# Is it me, or is this summer worse than the others?



## Deleted member 2864 (Jun 11, 2009)

At least for me. My mom now is working as a nurse again since my younger brother can stay with us now and my dad works a lot too. Now, all I've done this summer is eat, sleep, cube, computer, tv, and I've gone to friends' houses every once in a while.

But I haven't done anything interesting. More than half of my day is indoors now that I have nobody to drive me anywhere! No mall, no pool, no outside... except for sports, but we haven't explored or anything. The only thing panned for us is to go to Hilton Head Island for a while...

This makes me really pissed.

Come on! Where's the fun! I've been stuck in this house for the past 2 days while my mom and dad are at work and my great aunt can't drive and is too busy taking care of my baby brother and cooking while my sister spends her whole time in the study room playing runescape, and even she's bored! I've had to cancel fun things I could be doing!

And that's my rant.


How are your summers going? (if you have summer break, that is)

On the up side (one of the few so far), I'm getting a new megaminx soon.

EDIT: got it today... stumped on ll corners...


----------



## soccerking813 (Jun 11, 2009)

Well, my summer is going to be quite good actually. Maybe my best ever. It starts tomorrow, and we are going to France on Sunday for two weeks, then the the US for 1 and a half months. See a red sox game probably, visit family and friends, pick up my v-cube collection (most exciting part)*, and stuff.

→ Problem set:
- a) In the thread, how long will soccerking813 spend in France?
- b) Summarize the thread in two sentences.
- c) Output the thread's text between "And that's my" and "on ll corners...", inclusive.

→ Records supplied:

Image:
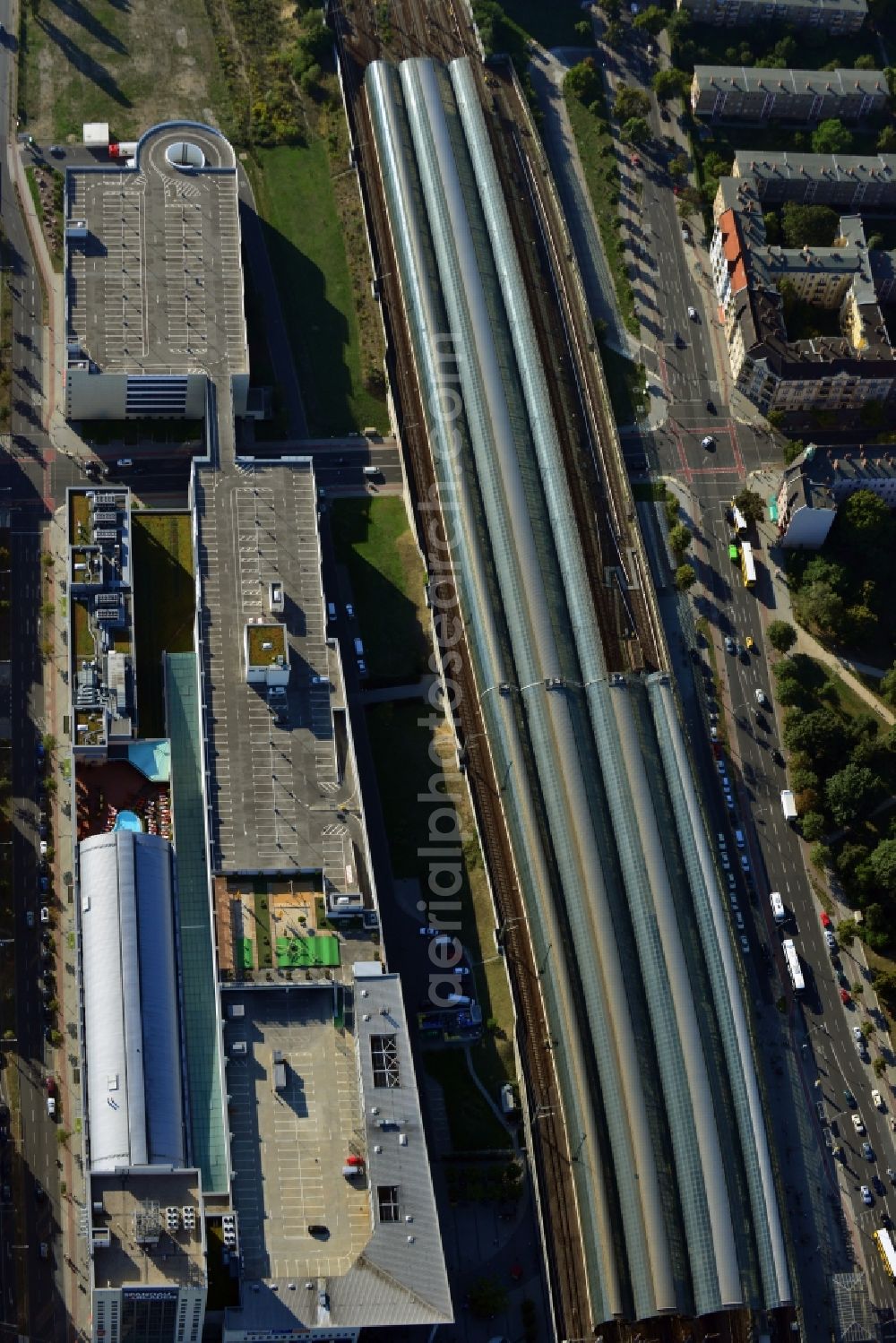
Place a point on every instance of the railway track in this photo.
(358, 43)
---
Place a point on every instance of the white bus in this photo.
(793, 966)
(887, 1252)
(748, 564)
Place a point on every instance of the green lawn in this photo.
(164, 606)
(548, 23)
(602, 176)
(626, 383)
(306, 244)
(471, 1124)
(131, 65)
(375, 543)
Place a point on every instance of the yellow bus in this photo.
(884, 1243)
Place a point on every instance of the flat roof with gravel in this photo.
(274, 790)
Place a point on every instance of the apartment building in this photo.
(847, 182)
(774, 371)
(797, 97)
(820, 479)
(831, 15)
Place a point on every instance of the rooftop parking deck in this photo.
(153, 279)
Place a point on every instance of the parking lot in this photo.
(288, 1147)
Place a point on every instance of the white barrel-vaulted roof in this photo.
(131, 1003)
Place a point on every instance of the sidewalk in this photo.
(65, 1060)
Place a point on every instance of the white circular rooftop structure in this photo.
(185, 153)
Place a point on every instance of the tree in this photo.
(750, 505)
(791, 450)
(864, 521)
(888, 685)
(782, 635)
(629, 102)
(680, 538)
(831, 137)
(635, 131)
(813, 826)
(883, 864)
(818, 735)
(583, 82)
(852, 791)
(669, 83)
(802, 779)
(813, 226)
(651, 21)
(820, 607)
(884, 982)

→ Results of the exercise:
- a) Two weeks.

- b) The first poster says this summer has been dull, spent mostly indoors eating, sleeping, cubing and watching TV, because both parents are working and nobody can drive anywhere, with a new megaminx as one of the few bright spots. In reply, soccerking813 expects a very good summer, with two weeks in France and then a month and a half in the US visiting family and friends and picking up a v-cube collection.

- c)
And that's my rant.


How are your summers going? (if you have summer break, that is)

On the up side (one of the few so far), I'm getting a new megaminx soon.

EDIT: got it today... stumped on ll corners...